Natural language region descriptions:
== Segment start ==
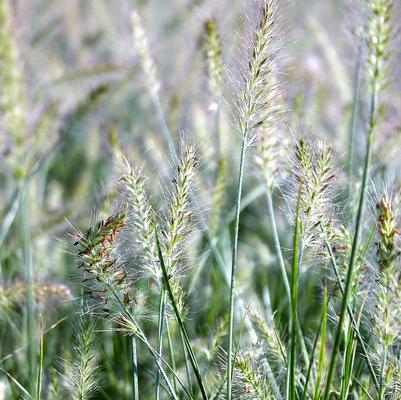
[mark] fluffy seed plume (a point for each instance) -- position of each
(178, 221)
(139, 220)
(105, 274)
(254, 103)
(379, 35)
(214, 67)
(314, 174)
(249, 380)
(142, 47)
== Segment end ==
Make a verbatim copy of all the entries and strip out the pictures.

EXPECTED ANSWER
[mark] fluffy seed plume (a point for each instance) -- position of each
(178, 221)
(139, 220)
(105, 274)
(254, 103)
(379, 35)
(214, 67)
(314, 174)
(249, 380)
(142, 47)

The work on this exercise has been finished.